Data drawn from a collection
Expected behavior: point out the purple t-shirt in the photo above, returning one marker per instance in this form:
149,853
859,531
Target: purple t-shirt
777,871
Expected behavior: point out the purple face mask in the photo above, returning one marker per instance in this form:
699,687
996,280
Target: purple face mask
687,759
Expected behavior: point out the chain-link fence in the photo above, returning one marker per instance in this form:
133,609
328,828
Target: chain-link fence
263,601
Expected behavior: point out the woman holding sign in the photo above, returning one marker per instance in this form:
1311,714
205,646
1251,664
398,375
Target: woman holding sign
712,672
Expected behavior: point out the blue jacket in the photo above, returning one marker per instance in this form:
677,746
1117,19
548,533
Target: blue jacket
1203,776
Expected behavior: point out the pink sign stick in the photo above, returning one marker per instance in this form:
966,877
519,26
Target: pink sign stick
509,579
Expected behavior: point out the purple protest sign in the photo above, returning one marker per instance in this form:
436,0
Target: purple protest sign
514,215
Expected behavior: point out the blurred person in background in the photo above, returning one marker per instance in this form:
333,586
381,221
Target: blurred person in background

■ Task description
Set down every line of the items above word for word, preserving their order and wording without alteration.

■ Exercise result
Expected behavior: point out the purple t-shirt in the photo above, returning one marker per instance in this form:
149,853
859,531
Target: purple t-shirt
777,871
Expected behavior: point out the purple face mask in the photo above, returning one marker per instance in this form:
699,687
996,280
Target: purple face mask
687,759
Expected behavior: point out the chain-link fence in the photo above, returning one marker per instance in this form:
133,609
328,828
Target: chain-link fence
263,601
Expected behavior: point out the woman holding sign in the photo above, returning one marker per instance in this form:
1311,714
205,646
1251,664
398,375
Target: woman holding sign
712,672
Expected behavior: point out the blue jacket in the photo above, returning one marker per instance in this form:
677,746
1117,19
548,533
Target: blue jacket
1203,776
Expected behavior: point out the pink sign stick in the photo above, returning one marker per instance in this form:
966,877
519,26
Target: pink sign stick
509,579
Expected behavior: point out the purple protest sign in the photo above, returning one marker per instance in this form:
436,0
Target: purple protest sign
514,215
Expected behavior: point out the blurred person in background in the photo above, returning one marker per instance in this form:
333,586
381,221
Target: blurred person in background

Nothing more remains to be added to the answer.